» Énoncé 1
Les affirmations suivantes concordent-elles avec le texte sur le débat télévisé ? (a) Le débat a duré deux heures. (b) Olivier Faure représentait le camp présidentiel. (c) Le débat a eu lieu le jeudi 27 juin sur France 2. Répondez par oui ou non à chacune, en citant les mots du texte qui tranchent.
» Énoncé 2
Pouvez-vous prolonger le texte sur le débat télévisé en reprenant juste après sa dernière phrase ?

» Texte du document
· · · · · · ·

Avant la fin de la campagne officielle, vendredi à minuit, les représentants des trois principaux blocs politiques français ont débattu, jeudi 27 juin sur France 2. Le premier secrétaire du Parti socialiste (PS), Olivier Faure, venu représenter le Nouveau Front populaire (NFP), le premier ministre et candidat du camp présidentiel, Gabriel Attal, et le président du Rassemblement national (RN), Jordan Bardella, ont échangé pendant deux heures.
Gabriel Attal accuse le RN d’avoir investi « plus d’une centaine de candidats » ayant tenu « des propos racistes, antisémites et homophobes », Jordan Bardella nie
Dès le début du débat, Gabriel Attal a mis en avant « l’importance de l’exemplarité des politiques » pour mieux accuser Jordan Bardella de vouloir « stigmatiser 3 millions et demi de Français binationaux ». Le président du RN a confirmé lundi que les binationaux seraient exclus de certains postes publics.
Le premier ministre a déclaré que le parti d’extrême avait investi « plus d’une centaine de candidats, c’est-à-dire presque un sur cinq, pour lesquels on a trouvé des propos racistes, antisémites et homophobes », avant d’en débuter une liste sur le plateau – des exemples vérifiés par Le Monde. Des « mensonges », a dit, en réponse, Jordan Bardella à plusieurs reprises. Les deux hommes se sont interrompus pendant plus d’une minute sur ce sujet, lors d’une séquence parmi les plus cacophoniques du débat.
Olivier Faure défend une relance économique par la demande, Gabriel Attal estime que de fortes hausses de salaires coûteraient trop cher aux entreprises
Pour aider les petites et moyennes entreprises, Olivier Faure a plaidé pour une meilleure répartition des aides publiques au bénéfice de « ceux qui ont besoin de faire repartir la machine économique ». « Ce qui leur manque, c’est la consommation populaire », ajoute-t-il, défendant une relance économique par la demande.

· · · · · · ·

» Extrait des données
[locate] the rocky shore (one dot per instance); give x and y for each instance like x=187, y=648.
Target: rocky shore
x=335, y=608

· · · · · · ·

» Réponse 1
(a) Oui : « ont échangé pendant deux heures ».
(b) Non : « venu représenter le Nouveau Front populaire (NFP) ».
(c) Oui : « ont débattu, jeudi 27 juin sur France 2 ».

» Réponse 2
Gabriel Attal soutient plutôt l’augmentation systématique des pensions de retraite et estime qu’une forte augmentation des salaires – le NFP souhaite passer le smic à 1 600 euros – n’est pas tenable pour les entreprises car cela augmenterait leurs charges et attaque le programme économique de ses adversaires : « On va baisser tous les taux de TVA, et comme par magie cela sera financé ? », ironise Gabriel Attal, qui répète, comme Emmanuel Macron, n’avoir aucune intention d’augmenter les impôts.
Olivier Faure, qui a accusé en retour Gabriel Attal d’avoir « vidé les caisses de l’Etat », dit « assumer » une hausse des impôts pour « les super-riches ». En revanche, poursuit-il, « je ne veux pas que les Français de la classe moyenne et des classes populaires paient plus d’impôts ».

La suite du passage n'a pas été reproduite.